> _EXERCISE BRIEF_:
Please count how many lines below contain the word "using" and reply with only that number.

Records excerpted from a collection
- - - - - - -

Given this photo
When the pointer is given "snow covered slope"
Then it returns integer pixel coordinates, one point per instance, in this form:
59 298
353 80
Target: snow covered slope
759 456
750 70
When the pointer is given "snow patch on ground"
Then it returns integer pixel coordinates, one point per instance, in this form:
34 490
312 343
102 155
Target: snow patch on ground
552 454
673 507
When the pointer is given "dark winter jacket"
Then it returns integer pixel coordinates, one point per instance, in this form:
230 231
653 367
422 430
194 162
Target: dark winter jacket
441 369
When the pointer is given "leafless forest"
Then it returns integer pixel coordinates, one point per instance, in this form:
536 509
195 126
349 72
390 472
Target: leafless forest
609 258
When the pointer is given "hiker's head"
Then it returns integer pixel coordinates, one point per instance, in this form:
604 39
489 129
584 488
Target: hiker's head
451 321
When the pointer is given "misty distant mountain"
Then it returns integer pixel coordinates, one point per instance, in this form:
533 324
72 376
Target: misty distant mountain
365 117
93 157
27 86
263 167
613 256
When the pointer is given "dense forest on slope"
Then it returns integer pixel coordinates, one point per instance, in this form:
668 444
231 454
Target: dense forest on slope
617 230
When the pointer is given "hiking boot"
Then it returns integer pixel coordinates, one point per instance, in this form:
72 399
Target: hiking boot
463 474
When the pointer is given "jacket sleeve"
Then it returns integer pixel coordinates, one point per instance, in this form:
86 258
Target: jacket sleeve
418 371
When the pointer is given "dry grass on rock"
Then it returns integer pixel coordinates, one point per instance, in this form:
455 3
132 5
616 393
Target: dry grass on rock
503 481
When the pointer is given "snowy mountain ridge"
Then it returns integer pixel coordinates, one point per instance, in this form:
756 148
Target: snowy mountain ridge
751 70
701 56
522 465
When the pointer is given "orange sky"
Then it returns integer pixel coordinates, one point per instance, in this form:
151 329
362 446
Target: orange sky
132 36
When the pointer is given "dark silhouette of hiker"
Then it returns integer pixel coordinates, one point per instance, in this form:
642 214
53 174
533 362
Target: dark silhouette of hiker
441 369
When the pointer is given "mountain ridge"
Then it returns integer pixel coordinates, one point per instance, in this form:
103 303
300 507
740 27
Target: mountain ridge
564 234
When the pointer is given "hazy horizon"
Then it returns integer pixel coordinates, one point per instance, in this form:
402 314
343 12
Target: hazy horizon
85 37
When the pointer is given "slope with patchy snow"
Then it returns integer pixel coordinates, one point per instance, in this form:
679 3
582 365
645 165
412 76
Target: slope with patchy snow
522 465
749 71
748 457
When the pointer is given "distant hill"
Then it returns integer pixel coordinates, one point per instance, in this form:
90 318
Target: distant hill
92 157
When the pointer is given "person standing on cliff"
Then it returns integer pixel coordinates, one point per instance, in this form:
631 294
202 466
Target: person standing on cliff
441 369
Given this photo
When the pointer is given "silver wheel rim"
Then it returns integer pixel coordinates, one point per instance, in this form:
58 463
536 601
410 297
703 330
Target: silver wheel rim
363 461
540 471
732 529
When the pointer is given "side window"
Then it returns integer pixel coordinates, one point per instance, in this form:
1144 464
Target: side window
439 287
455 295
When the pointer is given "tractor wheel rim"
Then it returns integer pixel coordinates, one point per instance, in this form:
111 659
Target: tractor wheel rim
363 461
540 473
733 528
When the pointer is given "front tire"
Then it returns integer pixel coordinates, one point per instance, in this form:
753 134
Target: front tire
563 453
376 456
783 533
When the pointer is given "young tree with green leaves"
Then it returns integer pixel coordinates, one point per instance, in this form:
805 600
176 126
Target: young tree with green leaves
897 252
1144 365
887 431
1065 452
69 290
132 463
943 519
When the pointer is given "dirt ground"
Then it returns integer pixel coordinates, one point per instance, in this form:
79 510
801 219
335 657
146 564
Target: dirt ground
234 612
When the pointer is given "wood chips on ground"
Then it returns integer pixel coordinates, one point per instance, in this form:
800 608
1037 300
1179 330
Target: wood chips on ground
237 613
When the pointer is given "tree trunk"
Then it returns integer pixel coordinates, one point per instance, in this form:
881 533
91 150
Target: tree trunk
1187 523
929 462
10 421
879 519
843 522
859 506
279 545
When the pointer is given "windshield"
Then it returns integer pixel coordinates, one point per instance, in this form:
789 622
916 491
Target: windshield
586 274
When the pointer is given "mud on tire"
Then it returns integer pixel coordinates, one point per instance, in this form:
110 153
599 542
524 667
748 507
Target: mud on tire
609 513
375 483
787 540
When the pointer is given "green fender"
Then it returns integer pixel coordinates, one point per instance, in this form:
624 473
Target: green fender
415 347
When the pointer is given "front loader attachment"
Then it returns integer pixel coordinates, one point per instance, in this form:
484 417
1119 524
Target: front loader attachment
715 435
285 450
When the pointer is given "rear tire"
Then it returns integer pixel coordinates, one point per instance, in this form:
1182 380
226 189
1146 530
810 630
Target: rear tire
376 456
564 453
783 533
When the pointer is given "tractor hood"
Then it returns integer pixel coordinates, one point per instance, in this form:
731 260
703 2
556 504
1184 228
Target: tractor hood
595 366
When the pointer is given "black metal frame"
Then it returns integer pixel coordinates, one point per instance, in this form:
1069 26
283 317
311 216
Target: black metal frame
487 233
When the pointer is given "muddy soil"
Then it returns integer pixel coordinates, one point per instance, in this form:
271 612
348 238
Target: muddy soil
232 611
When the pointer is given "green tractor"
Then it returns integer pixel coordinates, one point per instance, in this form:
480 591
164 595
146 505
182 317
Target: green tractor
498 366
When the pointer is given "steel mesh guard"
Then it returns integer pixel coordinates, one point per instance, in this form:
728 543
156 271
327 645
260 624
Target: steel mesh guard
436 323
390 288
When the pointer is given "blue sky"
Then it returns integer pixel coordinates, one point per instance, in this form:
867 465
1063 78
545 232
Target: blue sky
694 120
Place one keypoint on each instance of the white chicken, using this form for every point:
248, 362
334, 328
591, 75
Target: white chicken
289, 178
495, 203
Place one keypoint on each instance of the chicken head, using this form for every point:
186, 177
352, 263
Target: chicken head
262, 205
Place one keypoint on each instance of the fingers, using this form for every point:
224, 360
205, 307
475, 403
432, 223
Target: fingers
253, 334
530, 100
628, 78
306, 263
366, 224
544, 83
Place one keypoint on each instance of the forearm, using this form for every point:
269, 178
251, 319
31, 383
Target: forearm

- - - - - - -

> _FINISHED EXERCISE_:
4